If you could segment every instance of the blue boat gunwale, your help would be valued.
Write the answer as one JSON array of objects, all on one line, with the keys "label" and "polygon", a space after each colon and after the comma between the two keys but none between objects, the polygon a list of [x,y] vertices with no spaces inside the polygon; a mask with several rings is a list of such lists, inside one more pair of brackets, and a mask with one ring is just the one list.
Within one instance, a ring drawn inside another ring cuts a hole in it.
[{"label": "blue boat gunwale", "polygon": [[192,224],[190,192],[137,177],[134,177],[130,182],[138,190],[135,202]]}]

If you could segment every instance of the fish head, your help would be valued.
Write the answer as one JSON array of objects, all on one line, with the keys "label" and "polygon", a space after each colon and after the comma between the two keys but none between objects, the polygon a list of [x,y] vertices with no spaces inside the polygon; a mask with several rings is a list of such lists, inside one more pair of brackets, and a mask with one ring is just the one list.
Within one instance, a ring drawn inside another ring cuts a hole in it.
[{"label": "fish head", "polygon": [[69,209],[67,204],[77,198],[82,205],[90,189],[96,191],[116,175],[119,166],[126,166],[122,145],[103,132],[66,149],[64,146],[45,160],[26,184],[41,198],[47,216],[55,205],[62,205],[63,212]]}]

================

SHORT TASK: Please rewrite the records above, changing "valued" to "appreciated" and keeping everything else the same.

COMPLETE ANSWER:
If you could segment every instance of the blue boat gunwale, your help would be appreciated.
Write the answer as one JSON array of objects, all on one line, with the keys "label" and "polygon", a space after each colon and after the comma between the two keys but none between objects, the polygon a list of [x,y] vertices with no spaces inside the polygon; a mask with several rings is a list of such lists, inside one more pair of brackets, and a mask with one ring is just the one list.
Within one instance, a ring drawn inside another ring cuts a hole in it.
[{"label": "blue boat gunwale", "polygon": [[192,224],[190,192],[137,177],[134,177],[130,182],[138,190],[135,202]]}]

If you could segment every instance of the fish head, your help would be appreciated.
Write the answer as one JSON array of objects, all on one line, with the keys "label" and "polygon", a space after each colon and after the comma between the two keys but none between objects, the polygon a list of [x,y] vertices with no spaces inside the polygon; a mask with several rings is a list of such lists, inside one more pair of brackets, and a mask with one ring is just the one list.
Within one instance, a ring drawn inside another ring cuts a hole in it.
[{"label": "fish head", "polygon": [[69,209],[67,204],[77,198],[82,205],[90,189],[96,191],[116,175],[119,166],[126,166],[122,145],[103,132],[66,149],[64,146],[45,160],[26,184],[41,198],[47,216],[55,205],[62,205],[63,212]]}]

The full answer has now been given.